Stored records -
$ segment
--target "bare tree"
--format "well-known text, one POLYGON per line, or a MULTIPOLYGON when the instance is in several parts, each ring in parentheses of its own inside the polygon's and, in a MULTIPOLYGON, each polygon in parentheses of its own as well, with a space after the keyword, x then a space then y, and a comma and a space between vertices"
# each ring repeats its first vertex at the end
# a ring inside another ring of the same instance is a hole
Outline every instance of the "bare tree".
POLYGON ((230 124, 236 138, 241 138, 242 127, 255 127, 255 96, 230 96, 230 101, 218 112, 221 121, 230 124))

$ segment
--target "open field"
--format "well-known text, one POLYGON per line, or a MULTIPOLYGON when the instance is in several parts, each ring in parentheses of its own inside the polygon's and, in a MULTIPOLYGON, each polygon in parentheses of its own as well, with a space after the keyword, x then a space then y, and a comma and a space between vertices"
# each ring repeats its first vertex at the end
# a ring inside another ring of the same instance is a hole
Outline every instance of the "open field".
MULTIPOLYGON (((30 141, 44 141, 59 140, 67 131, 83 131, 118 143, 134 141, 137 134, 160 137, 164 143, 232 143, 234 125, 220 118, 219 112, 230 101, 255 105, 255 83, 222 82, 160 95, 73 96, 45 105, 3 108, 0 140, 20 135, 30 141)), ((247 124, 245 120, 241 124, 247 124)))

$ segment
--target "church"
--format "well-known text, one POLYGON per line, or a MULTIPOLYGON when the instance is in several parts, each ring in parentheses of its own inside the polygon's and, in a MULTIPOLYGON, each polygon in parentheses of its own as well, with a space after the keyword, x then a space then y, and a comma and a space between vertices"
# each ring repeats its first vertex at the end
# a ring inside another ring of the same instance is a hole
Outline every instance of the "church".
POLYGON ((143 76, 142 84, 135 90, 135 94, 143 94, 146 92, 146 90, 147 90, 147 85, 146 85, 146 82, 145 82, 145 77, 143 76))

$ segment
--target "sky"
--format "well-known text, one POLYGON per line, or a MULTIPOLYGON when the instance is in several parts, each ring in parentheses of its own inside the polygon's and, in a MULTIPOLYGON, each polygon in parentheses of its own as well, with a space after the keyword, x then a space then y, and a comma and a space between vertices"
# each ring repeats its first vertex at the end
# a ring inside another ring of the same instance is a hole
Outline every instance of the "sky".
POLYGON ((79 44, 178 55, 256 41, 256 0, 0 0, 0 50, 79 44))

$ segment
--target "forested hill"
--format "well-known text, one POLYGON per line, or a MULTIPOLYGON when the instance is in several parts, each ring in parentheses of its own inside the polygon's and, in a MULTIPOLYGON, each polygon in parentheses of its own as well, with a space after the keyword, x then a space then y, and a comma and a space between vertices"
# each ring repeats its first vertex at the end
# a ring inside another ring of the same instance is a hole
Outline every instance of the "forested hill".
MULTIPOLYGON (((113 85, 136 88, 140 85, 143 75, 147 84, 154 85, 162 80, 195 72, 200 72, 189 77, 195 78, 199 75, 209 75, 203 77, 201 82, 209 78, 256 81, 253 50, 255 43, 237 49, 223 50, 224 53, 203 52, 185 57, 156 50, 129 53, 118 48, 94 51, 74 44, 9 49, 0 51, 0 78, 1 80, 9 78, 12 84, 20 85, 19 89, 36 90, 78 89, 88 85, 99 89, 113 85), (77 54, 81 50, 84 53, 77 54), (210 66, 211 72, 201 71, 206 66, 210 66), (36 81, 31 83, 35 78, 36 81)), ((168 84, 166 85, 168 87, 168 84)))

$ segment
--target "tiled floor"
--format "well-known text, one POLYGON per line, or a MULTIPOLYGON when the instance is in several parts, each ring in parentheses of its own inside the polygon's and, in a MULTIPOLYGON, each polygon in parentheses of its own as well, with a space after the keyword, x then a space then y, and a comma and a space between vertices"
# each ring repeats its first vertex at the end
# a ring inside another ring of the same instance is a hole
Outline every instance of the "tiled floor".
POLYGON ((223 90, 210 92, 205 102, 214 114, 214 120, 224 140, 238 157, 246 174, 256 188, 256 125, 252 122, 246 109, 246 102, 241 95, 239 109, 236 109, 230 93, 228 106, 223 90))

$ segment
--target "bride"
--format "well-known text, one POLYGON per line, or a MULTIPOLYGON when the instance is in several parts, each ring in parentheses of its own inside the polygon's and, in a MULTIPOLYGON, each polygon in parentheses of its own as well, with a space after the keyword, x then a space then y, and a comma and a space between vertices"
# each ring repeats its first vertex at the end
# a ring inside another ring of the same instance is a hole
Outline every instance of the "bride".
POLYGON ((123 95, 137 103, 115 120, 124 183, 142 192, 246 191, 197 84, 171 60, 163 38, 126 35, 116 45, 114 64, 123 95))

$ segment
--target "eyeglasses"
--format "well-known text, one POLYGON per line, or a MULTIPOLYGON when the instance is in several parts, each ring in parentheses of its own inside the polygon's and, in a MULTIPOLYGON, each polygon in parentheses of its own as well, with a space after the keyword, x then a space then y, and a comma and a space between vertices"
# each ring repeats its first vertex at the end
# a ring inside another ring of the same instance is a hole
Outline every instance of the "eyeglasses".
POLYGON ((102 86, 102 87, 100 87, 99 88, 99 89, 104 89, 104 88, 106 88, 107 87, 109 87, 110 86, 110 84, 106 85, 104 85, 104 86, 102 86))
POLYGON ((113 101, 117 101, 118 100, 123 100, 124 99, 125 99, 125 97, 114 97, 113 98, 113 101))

EXERCISE PROMPT -
Rewrite every line above, changing "Outline" to "Trace" wherever it occurs and leaving all other text unchanged.

SOLUTION TO THE PROBLEM -
$ segment
--target "bare tree"
--format "well-known text, one POLYGON per line, or a MULTIPOLYGON when the instance is in several parts, each ring in parentheses of its own inside the polygon's and, in a MULTIPOLYGON, each polygon in parentheses of its own as well, with a space after the keyword, x then a space then y, and a comma and a space between vertices"
# each ring repeats its first vertex at the end
# a ring inside another ring of the same instance is a hole
Trace every instance of the "bare tree".
POLYGON ((230 124, 236 138, 241 138, 242 127, 255 127, 255 96, 230 96, 230 101, 218 112, 221 121, 230 124))

$ segment
--target "open field"
--format "well-known text, one POLYGON per line, or a MULTIPOLYGON when the instance is in several parts, each ring in parentheses of its own inside the polygon's and, in a MULTIPOLYGON, each polygon in parentheses of its own as well, with a space after the keyword, x then a space then y, and a comma and a space between vertices"
# each ring repeats its first vertex at the end
# a ring inside another ring of the same instance is a hole
Trace every instance of the "open field".
MULTIPOLYGON (((30 141, 44 141, 59 140, 67 131, 83 131, 118 143, 134 141, 137 134, 160 137, 164 143, 232 143, 234 125, 220 118, 219 112, 230 101, 255 105, 255 83, 222 82, 160 95, 73 96, 45 105, 3 108, 0 140, 20 135, 30 141)), ((247 124, 245 120, 241 124, 247 124)))

$ segment
--target "church"
--format "well-known text, one POLYGON per line, or a MULTIPOLYGON when the instance is in several parts, each ring in parentheses of its own inside the polygon's and, in a MULTIPOLYGON, each polygon in parentheses of its own as well, with a space after the keyword, x then a space then y, and a comma and a space between vertices"
# each ring repeats its first vertex at the end
# a ring inside another ring of the same instance is a hole
Trace every instance of the "church".
POLYGON ((143 76, 142 84, 135 90, 135 94, 143 94, 146 92, 146 90, 147 90, 147 85, 146 85, 146 82, 145 82, 145 77, 143 76))

$ segment
--target "sky"
--format "well-known text, one POLYGON per line, or a MULTIPOLYGON when the instance is in several parts, each ring in parentheses of its own inside the polygon's and, in a MULTIPOLYGON, each polygon in parentheses of its own as well, with a space after the keyword, x then a space then y, and a comma and a space between vertices"
# each ring repeats its first vertex at the end
# a ring inside another ring of the same instance is a hole
Trace every instance of the "sky".
POLYGON ((79 44, 178 55, 256 41, 256 0, 0 0, 0 50, 79 44))

$ segment
--target "forested hill"
--format "well-known text, one POLYGON per line, or a MULTIPOLYGON when the instance is in several parts, each ring in parentheses of its own inside the polygon's and, in a MULTIPOLYGON, each polygon in parentheses of its own as well, with a space after the keyword, x then a space then y, and a comma and a space between vertices"
# each ring repeats its first vertex at the end
# a ring inside another ring of the same instance is a hole
Trace every instance of the "forested hill".
MULTIPOLYGON (((113 85, 136 88, 140 85, 143 75, 147 84, 154 85, 162 80, 195 72, 200 72, 189 77, 195 78, 199 75, 209 75, 203 77, 201 82, 209 78, 256 81, 253 50, 255 43, 237 49, 223 50, 224 53, 203 52, 185 57, 156 50, 129 53, 118 48, 94 51, 74 44, 9 49, 0 51, 0 78, 1 80, 9 78, 12 84, 20 85, 19 89, 36 90, 78 89, 88 85, 99 89, 113 85), (77 54, 81 50, 84 53, 77 54), (210 66, 211 72, 201 71, 206 66, 210 66), (36 81, 31 83, 35 78, 36 81)), ((168 84, 166 85, 168 87, 168 84)))

$ segment
--target "tiled floor"
--format "well-known text, one POLYGON per line, or a MULTIPOLYGON when the instance is in several parts, each ring in parentheses of its own inside the polygon's and, in a MULTIPOLYGON, each polygon in parentheses of its own as well, with a space after the keyword, x then a space then y, and a comma and a space between vertices"
# each ring repeats its first vertex at the end
# a ring inside another ring of the same instance is a hole
Trace every instance of the "tiled floor".
POLYGON ((223 90, 210 92, 205 102, 214 114, 214 120, 224 140, 238 157, 246 174, 256 188, 256 125, 252 122, 246 109, 246 102, 241 95, 239 109, 236 109, 230 93, 228 106, 223 90))

$ segment
--target "bride"
--format "well-known text, one POLYGON per line, or a MULTIPOLYGON when the instance is in several parts, each ring in parentheses of its own inside the polygon's and, in a MULTIPOLYGON, each polygon in parentheses of its own as well, with a space after the keyword, x then a space then y, and a comma and a space between vertices"
# each ring repeats its first vertex at the end
# a ring inside another ring of the same instance is a hole
Trace every instance of the "bride".
POLYGON ((123 95, 137 103, 115 120, 124 183, 142 192, 246 191, 197 84, 171 60, 163 38, 126 35, 116 45, 114 64, 123 95))

$ segment
--target "eyeglasses"
--format "well-known text, one POLYGON per line, or a MULTIPOLYGON when the instance is in several parts, each ring in parentheses of its own inside the polygon's and, in a MULTIPOLYGON, each polygon in parentheses of its own as well, with a space after the keyword, x then a space then y, and a comma and a space between vertices"
# each ring repeats its first vertex at the end
# a ring inside another ring of the same instance is a hole
Trace every instance of the "eyeglasses".
POLYGON ((102 86, 102 87, 100 87, 99 88, 99 89, 104 89, 104 88, 106 88, 107 87, 109 87, 110 86, 110 84, 106 85, 104 85, 104 86, 102 86))
POLYGON ((113 101, 117 101, 118 100, 123 100, 124 99, 125 99, 125 97, 114 97, 113 98, 113 101))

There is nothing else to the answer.